Scientific classification
- Kingdom: Animalia
- Phylum: Chordata
- Class: Mammalia
- Order: Chiroptera
- Family: Vespertilionidae
- Genus: Myotis
- Species: M. velifer
- Binomial name: Myotis velifer (J.A.Allen, 1890)

= Cave myotis =

- Genus: Myotis
- Species: velifer
- Authority: (J.A.Allen, 1890)
- Conservation status: LC

Species of bat

The cave myotis (Myotis velifer) is a species of vesper bat (Vespertilionidae) in the genus Myotis.

==Description==
It is larger than most other bats in the Myotis group, with a forearm of 37 to 44 mm. The bat is brown with short ears, and can be distinguished from other large Myotis by a bare patch of skin on its back. Male bats are smaller than females.

==Distribution and habitat==
It is usually found in caves, although it has been known to inhabit mines and buildings. The largest populations are in southwest Kansas and in Mexico. Groups of over a thousand have been recorded on the ceilings of caves during winter hibernation.

ACTIVITIES.
A. Retype the portion of the cave myotis text from "The cave myotis" up to and including "smaller than females.".
B. According to the cave myotis text, where are the largest populations of this bat found?

STORED DATA.
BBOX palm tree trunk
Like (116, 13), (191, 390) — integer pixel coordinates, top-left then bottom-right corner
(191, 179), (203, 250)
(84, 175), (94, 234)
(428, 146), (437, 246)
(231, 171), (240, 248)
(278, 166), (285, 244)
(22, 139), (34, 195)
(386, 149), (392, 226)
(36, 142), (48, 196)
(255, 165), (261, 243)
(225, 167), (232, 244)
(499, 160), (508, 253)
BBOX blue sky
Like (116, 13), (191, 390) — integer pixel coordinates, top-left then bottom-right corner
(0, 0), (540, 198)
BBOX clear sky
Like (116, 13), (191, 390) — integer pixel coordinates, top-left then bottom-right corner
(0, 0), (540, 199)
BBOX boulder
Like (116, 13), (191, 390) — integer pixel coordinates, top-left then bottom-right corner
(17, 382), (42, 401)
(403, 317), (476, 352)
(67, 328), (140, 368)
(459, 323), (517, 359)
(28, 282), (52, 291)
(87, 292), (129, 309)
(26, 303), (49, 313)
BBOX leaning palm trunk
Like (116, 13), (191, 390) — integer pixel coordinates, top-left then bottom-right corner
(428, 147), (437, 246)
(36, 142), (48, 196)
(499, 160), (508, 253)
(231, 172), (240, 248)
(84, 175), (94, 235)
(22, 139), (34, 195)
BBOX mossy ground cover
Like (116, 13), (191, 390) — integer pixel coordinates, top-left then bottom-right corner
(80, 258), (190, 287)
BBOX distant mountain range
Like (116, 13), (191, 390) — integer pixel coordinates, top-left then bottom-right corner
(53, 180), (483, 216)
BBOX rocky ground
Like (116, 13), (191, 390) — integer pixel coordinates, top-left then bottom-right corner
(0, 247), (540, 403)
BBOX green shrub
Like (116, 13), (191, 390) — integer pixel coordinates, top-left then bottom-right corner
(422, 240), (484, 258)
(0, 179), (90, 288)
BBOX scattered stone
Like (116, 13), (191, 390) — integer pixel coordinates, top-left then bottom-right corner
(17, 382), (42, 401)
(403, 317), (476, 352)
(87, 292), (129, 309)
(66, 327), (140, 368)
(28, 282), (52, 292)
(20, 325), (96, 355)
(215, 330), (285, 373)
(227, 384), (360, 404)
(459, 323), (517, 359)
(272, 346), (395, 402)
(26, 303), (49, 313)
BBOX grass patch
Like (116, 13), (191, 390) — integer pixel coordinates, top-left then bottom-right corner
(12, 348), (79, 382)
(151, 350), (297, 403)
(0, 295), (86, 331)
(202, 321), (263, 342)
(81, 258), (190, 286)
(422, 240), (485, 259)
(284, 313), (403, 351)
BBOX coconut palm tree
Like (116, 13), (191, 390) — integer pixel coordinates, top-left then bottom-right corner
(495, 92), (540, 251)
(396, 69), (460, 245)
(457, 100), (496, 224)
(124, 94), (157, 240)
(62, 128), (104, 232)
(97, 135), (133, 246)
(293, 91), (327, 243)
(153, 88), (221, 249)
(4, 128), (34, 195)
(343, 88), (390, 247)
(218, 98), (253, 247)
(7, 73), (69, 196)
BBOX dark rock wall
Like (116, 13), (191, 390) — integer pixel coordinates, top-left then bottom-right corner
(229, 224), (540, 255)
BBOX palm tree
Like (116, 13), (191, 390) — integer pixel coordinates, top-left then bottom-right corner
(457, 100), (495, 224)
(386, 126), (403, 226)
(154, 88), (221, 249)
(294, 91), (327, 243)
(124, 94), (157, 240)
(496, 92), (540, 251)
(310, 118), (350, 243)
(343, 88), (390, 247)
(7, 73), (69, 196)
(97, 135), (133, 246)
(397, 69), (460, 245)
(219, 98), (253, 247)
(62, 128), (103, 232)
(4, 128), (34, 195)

RESULTS FOR THE EXERCISE.
A.
The cave myotis (Myotis velifer) is a species of vesper bat (Vespertilionidae) in the genus Myotis.

==Description==
It is larger than most other bats in the Myotis group, with a forearm of 37 to 44 mm. The bat is brown with short ears, and can be distinguished from other large Myotis by a bare patch of skin on its back. Male bats are smaller than females.

B. The largest populations are in southwest Kansas and in Mexico.